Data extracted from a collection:
⁂

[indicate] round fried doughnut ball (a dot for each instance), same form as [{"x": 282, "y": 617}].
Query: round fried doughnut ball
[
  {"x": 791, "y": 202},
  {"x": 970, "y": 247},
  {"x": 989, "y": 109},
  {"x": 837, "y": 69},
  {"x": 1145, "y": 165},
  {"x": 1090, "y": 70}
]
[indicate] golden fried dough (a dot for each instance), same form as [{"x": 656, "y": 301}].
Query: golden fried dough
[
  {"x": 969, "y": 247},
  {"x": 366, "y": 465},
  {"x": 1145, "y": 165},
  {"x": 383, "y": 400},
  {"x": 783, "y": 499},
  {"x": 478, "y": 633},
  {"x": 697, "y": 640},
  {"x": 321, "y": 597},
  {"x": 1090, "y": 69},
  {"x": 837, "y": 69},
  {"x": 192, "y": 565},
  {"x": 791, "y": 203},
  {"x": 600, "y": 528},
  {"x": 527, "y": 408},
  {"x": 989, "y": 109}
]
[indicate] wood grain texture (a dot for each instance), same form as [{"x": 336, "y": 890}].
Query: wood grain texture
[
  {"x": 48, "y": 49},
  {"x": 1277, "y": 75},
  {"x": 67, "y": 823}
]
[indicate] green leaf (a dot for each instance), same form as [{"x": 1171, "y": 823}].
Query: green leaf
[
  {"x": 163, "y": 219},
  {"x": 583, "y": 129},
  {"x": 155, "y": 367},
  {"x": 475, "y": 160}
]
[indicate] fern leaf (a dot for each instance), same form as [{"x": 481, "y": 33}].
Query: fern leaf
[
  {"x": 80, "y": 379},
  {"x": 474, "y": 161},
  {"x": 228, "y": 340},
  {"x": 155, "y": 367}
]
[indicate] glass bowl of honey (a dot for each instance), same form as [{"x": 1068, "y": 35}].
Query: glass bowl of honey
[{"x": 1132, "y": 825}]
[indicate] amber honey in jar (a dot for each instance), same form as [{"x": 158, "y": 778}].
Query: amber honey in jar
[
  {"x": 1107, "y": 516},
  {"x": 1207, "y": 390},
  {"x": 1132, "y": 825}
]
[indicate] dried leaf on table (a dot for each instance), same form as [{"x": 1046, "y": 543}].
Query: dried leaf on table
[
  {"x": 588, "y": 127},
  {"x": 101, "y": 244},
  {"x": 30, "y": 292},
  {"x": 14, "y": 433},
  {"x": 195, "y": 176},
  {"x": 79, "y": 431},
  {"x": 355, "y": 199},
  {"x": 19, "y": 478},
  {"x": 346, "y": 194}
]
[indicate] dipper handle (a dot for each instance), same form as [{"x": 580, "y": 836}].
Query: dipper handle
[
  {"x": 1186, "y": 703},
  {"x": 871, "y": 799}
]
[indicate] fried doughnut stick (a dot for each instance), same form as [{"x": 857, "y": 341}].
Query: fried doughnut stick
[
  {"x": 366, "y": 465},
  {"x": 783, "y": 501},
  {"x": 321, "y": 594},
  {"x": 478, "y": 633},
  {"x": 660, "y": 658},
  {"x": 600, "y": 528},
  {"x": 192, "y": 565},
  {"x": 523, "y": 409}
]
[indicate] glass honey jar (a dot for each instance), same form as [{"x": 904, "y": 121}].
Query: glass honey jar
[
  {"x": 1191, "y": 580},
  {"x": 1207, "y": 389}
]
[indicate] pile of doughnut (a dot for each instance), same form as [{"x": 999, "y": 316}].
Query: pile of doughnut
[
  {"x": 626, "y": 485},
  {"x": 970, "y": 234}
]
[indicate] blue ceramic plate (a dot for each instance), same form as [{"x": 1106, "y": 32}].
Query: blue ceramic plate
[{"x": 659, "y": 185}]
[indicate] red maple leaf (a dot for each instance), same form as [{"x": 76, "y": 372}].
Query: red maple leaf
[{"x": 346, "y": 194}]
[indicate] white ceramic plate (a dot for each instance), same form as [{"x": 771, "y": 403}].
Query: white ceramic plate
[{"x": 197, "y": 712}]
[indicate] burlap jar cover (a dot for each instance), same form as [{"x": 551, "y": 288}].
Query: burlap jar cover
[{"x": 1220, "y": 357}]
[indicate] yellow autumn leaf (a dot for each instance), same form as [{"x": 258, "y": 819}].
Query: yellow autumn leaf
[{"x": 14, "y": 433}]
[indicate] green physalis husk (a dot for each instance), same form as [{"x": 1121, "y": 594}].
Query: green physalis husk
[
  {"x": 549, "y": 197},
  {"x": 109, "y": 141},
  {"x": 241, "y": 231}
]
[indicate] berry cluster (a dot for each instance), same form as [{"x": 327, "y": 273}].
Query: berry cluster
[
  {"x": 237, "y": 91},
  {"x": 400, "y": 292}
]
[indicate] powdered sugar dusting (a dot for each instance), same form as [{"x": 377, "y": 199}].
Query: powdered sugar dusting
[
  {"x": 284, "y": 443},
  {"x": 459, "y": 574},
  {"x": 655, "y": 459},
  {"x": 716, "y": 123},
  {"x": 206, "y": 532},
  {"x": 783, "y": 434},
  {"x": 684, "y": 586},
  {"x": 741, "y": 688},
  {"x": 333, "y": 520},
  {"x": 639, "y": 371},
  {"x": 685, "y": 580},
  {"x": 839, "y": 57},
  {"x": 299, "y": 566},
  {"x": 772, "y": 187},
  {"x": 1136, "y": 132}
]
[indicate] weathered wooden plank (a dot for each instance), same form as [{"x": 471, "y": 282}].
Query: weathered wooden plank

⁂

PROBLEM REQUIREMENTS:
All of the material above needs to be retyped word for word.

SOLUTION:
[indicate] round fried doughnut ball (a dot for each instance), same form as [{"x": 282, "y": 617}].
Query: round fried doughnut ball
[
  {"x": 791, "y": 202},
  {"x": 970, "y": 247},
  {"x": 989, "y": 109},
  {"x": 837, "y": 69},
  {"x": 1145, "y": 165},
  {"x": 1090, "y": 70}
]
[indicate] golden fried dough (a dot for each instance), same form as [{"x": 656, "y": 301}].
Query: golden fried dough
[
  {"x": 969, "y": 247},
  {"x": 366, "y": 465},
  {"x": 1145, "y": 165},
  {"x": 383, "y": 400},
  {"x": 783, "y": 499},
  {"x": 478, "y": 633},
  {"x": 697, "y": 640},
  {"x": 321, "y": 597},
  {"x": 1090, "y": 69},
  {"x": 837, "y": 69},
  {"x": 192, "y": 565},
  {"x": 791, "y": 203},
  {"x": 600, "y": 528},
  {"x": 527, "y": 408},
  {"x": 989, "y": 109}
]
[indicate] wood grain texture (a dot for each instance), same form as [{"x": 336, "y": 890}].
Query: wood grain texture
[
  {"x": 48, "y": 49},
  {"x": 1277, "y": 75},
  {"x": 67, "y": 823}
]
[indicate] green leaf (a dot for each instance), same form as [{"x": 1171, "y": 823}].
Query: green leaf
[
  {"x": 163, "y": 219},
  {"x": 583, "y": 129},
  {"x": 155, "y": 367},
  {"x": 475, "y": 160}
]
[indicate] fern leaf (a dot for each instance), same form as [{"x": 481, "y": 33}].
Query: fern leaf
[
  {"x": 80, "y": 379},
  {"x": 474, "y": 161},
  {"x": 228, "y": 340},
  {"x": 155, "y": 367}
]
[indicate] glass bowl of honey (a dot for each instance), same form as [{"x": 1068, "y": 35}].
Query: glass bowl of honey
[{"x": 1132, "y": 825}]
[indicate] amber honey in jar (a dot for each instance), same form as [{"x": 158, "y": 778}].
Query: amber honey in jar
[
  {"x": 1107, "y": 516},
  {"x": 1207, "y": 390},
  {"x": 1132, "y": 825}
]
[indicate] dried leaf on table (a dot for each instance), same form as [{"x": 1046, "y": 543}].
Query: dried leaf on table
[
  {"x": 588, "y": 127},
  {"x": 101, "y": 244},
  {"x": 30, "y": 292},
  {"x": 14, "y": 433},
  {"x": 195, "y": 176},
  {"x": 79, "y": 431},
  {"x": 355, "y": 199},
  {"x": 19, "y": 478},
  {"x": 346, "y": 194}
]
[indicate] dipper handle (a dot for each instance), same form as [{"x": 580, "y": 836}].
Query: dipper handle
[
  {"x": 1186, "y": 703},
  {"x": 871, "y": 799}
]
[indicate] fried doughnut stick (a dot for each instance), same form as [{"x": 857, "y": 341}].
Query: fried doughnut stick
[
  {"x": 366, "y": 465},
  {"x": 783, "y": 501},
  {"x": 321, "y": 594},
  {"x": 478, "y": 633},
  {"x": 660, "y": 658},
  {"x": 600, "y": 528},
  {"x": 192, "y": 565},
  {"x": 523, "y": 409}
]
[indicate] glass honey jar (a dot for each instance), same form as [{"x": 904, "y": 121}].
Query: glass honey jar
[
  {"x": 1191, "y": 580},
  {"x": 1207, "y": 389}
]
[indicate] pile of doughnut (a dot for each instance), same form as [{"x": 999, "y": 316}].
Query: pile of doughnut
[
  {"x": 626, "y": 485},
  {"x": 970, "y": 234}
]
[indicate] blue ceramic plate (a dot for each instance), same form as [{"x": 1106, "y": 32}].
Query: blue ceramic plate
[{"x": 659, "y": 185}]
[indicate] red maple leaf (a dot for each instance), same form as [{"x": 76, "y": 372}].
Query: red maple leaf
[{"x": 346, "y": 194}]
[indicate] white ceramic plate (a dot for each instance), same form as [{"x": 771, "y": 403}].
Query: white ceramic plate
[{"x": 197, "y": 712}]
[indicate] burlap jar cover (a dot for each instance), same form as [{"x": 551, "y": 288}].
Query: burlap jar cover
[{"x": 1220, "y": 357}]
[indicate] yellow autumn leaf (a dot for each instance), same form as [{"x": 258, "y": 819}].
Query: yellow autumn leaf
[{"x": 14, "y": 433}]
[indicate] green physalis husk (a dot for each instance), same form as [{"x": 1121, "y": 594}].
Query: green physalis husk
[
  {"x": 549, "y": 197},
  {"x": 109, "y": 141},
  {"x": 241, "y": 231}
]
[indicate] berry cluster (a dot for each instance), same form as [{"x": 327, "y": 273}].
Query: berry cluster
[
  {"x": 237, "y": 91},
  {"x": 400, "y": 292}
]
[indicate] powdered sugar dusting (a dot for each instance), same form as [{"x": 377, "y": 199}].
Query: powdered sugar dusting
[
  {"x": 284, "y": 443},
  {"x": 459, "y": 574},
  {"x": 655, "y": 459},
  {"x": 716, "y": 123},
  {"x": 206, "y": 532},
  {"x": 783, "y": 434},
  {"x": 684, "y": 586},
  {"x": 741, "y": 688},
  {"x": 333, "y": 520},
  {"x": 639, "y": 371},
  {"x": 685, "y": 580},
  {"x": 839, "y": 57},
  {"x": 299, "y": 566},
  {"x": 772, "y": 187},
  {"x": 1136, "y": 132}
]
[indicate] weathered wooden plank (a dot for each instance), same form as [{"x": 471, "y": 282}].
Query: weathered wooden plank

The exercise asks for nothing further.